Questions:
1. In the product description, on what date did Jasten die?
2. From the product description, please copy the passage starting at "Jasten is my" and ending at "incredibly unique individual.".

About the product
Machine wash: cold (max 40℃ or 104℉); Non-chlorine; Iron with cover; Do not tumble dry.
Jasten is my beloved son. I lost him to suicide on September 25th of 2017. The anniversary of his final sunset is approaching and I have finally been able to get some of my creative energies back. Starting this little online shop with Printful has been my muse. I needed to make this shirt to offer the opportunity to show his handsome face as the work of art that he always was. I turned one of his photos into a digital art piece and I feel like I have done him justice by making this as unique as I could, seeing as my Jas was an incredibly unique individual.
Our little family has been hit very hard by his loss and there really is no recovery, only an eternal journey in coping with this tragic grief. Losing my son has been the most difficult thing I have ever experienced, then I have had to attempt to live without him and that is even harder. If it weren’t for my daughter, I could not possibly make it. Like Jasten, I too, suffer with mental illness and I have to fight suicidal, intrusive thoughts every day. Since losing him, that fight has become quite a battle. It is my daughter who keeps me going.
I am a Suicide Loss Survivor and a Suicide Attempt Survivor. I am still here… but my son lost the war.
Suicide is not selfish. It is to mental illness what stage 4 is to cancer. It is the end of the worst part of the depths of darkness. Please help to support our family and promote Suicide Prevention by purchasing one of these shirts. You will be doing something really good. #StopSuicide
The left sleeve reads:
Jasten D. Adams
Son. Brother. Father. Grandson. Nephew. Cousin. Friend. Organ Donor. Hero.

Raw data:
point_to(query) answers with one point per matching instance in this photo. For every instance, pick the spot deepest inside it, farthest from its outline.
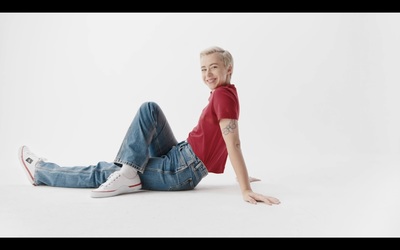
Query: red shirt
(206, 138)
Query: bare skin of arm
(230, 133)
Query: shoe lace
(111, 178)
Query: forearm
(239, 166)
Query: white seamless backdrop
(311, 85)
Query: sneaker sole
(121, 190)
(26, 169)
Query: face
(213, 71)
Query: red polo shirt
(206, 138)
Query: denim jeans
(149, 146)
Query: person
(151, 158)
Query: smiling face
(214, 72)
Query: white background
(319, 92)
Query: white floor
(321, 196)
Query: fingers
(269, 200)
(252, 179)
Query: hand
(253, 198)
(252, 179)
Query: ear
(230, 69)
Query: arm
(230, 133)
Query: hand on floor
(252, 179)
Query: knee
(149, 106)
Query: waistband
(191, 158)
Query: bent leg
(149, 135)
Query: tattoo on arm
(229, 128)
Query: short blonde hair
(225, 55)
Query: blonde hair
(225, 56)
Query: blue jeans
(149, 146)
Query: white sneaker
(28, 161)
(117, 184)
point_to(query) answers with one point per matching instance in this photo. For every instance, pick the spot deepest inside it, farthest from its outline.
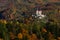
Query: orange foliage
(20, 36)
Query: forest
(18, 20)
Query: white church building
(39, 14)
==
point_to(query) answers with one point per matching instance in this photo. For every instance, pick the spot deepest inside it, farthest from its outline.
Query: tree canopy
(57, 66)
...
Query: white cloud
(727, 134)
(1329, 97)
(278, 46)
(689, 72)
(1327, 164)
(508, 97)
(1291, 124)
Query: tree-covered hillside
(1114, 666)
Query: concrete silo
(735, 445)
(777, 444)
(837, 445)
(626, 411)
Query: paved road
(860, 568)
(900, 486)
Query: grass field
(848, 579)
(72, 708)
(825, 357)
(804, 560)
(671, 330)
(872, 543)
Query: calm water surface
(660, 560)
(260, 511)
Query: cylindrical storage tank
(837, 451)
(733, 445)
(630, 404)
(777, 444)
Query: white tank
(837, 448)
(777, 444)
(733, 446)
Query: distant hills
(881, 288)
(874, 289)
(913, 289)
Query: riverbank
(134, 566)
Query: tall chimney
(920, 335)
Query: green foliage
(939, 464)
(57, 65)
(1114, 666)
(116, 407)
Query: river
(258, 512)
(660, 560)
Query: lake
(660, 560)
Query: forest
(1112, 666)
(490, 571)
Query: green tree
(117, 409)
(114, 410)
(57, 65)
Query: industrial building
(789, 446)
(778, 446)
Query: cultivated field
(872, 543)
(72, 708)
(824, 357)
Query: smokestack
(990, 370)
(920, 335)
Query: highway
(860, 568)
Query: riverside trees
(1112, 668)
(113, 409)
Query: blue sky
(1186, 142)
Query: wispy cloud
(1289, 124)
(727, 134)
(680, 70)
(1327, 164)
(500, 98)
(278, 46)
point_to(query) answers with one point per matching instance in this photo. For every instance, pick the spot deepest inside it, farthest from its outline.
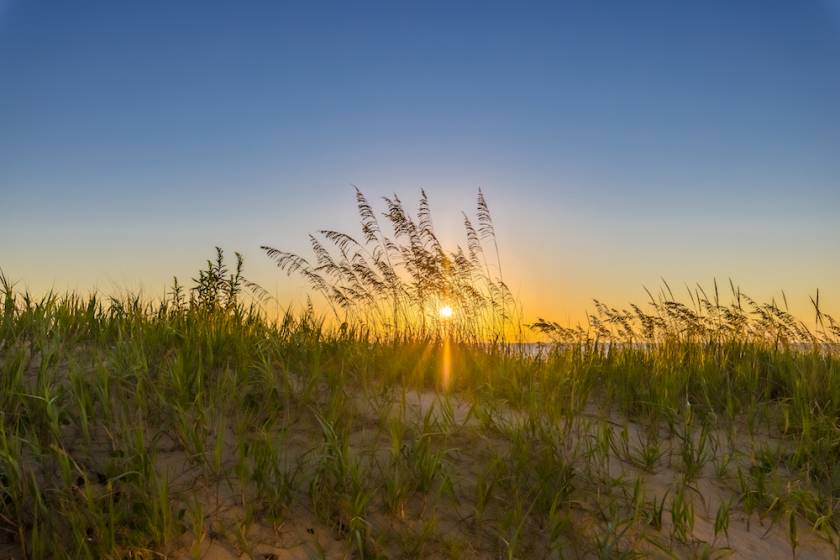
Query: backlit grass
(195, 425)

Outputs by task:
1. September 25th of 2017.

2.
Jasten is my beloved son. I lost him to suicide on September 25th of 2017. The anniversary of his final sunset is approaching and I have finally been able to get some of my creative energies back. Starting this little online shop with Printful has been my muse. I needed to make this shirt to offer the opportunity to show his handsome face as the work of art that he always was. I turned one of his photos into a digital art piece and I feel like I have done him justice by making this as unique as I could, seeing as my Jas was an incredibly unique individual.